### Problem details
Reproduce every entry word for word.

### Stored data
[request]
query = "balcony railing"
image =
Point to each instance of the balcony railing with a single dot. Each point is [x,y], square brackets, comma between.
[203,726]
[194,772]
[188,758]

### Task response
[request]
query = "balcony railing"
image =
Point to each instance of the balcony railing with a single dot. Each point is [x,y], square brackets, comma between.
[203,726]
[194,772]
[188,758]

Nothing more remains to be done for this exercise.